* [Your instructions]
Update the data from the line containing "Practice. Find the steel" up to and including the line containing "(1180, 550)" by replacing "steel truss bridge" with "suspension bridge", keeping all else unchanged. Return only those lines.

* [Items]
+ + + + +

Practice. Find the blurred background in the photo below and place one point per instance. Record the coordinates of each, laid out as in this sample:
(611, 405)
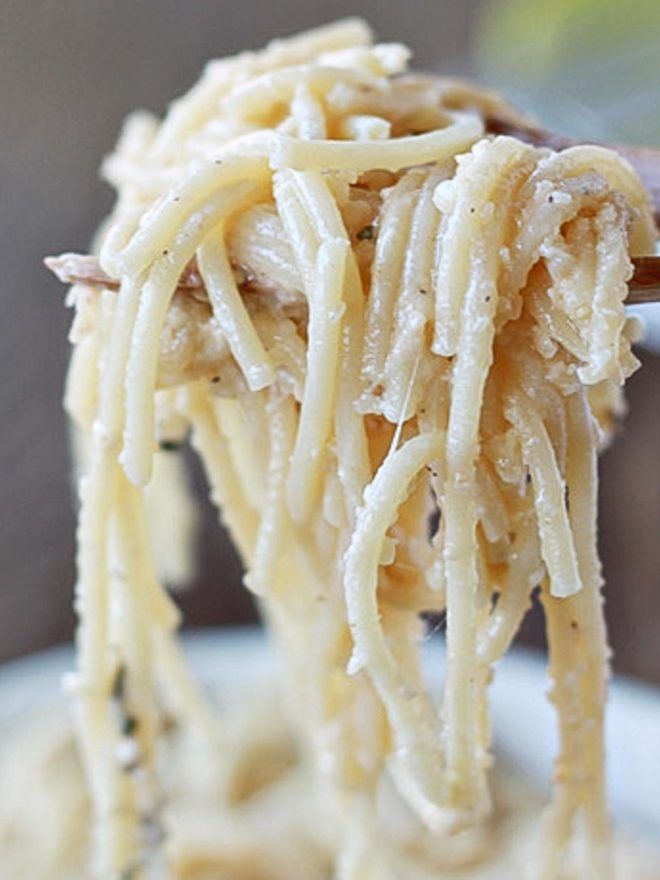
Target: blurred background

+ + + + +

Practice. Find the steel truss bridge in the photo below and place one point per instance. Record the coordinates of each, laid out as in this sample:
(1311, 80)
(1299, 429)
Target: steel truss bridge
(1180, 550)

+ + + + +

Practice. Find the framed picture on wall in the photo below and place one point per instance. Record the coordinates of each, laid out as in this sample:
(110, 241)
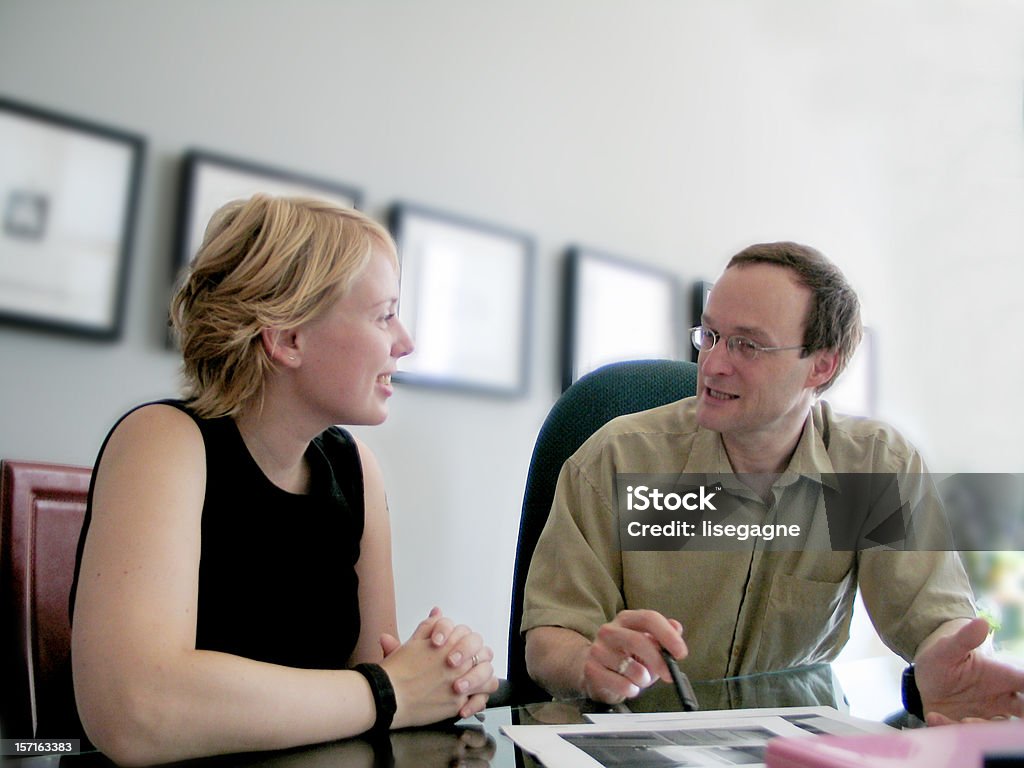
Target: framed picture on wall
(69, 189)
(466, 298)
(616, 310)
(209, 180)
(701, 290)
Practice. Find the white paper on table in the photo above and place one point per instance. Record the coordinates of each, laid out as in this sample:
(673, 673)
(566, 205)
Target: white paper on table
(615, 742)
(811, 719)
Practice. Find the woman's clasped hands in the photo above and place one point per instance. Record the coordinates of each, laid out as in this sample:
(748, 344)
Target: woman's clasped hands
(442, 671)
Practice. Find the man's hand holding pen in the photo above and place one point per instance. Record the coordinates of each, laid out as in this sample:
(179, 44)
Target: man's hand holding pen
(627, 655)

+ + + + +

* [Reply]
Practice. Find the suspension bridge in the photo below and place one point per instance. Record the coordinates of each, laid out as in this sample:
(1311, 80)
(1299, 429)
Target: suspension bridge
(1180, 550)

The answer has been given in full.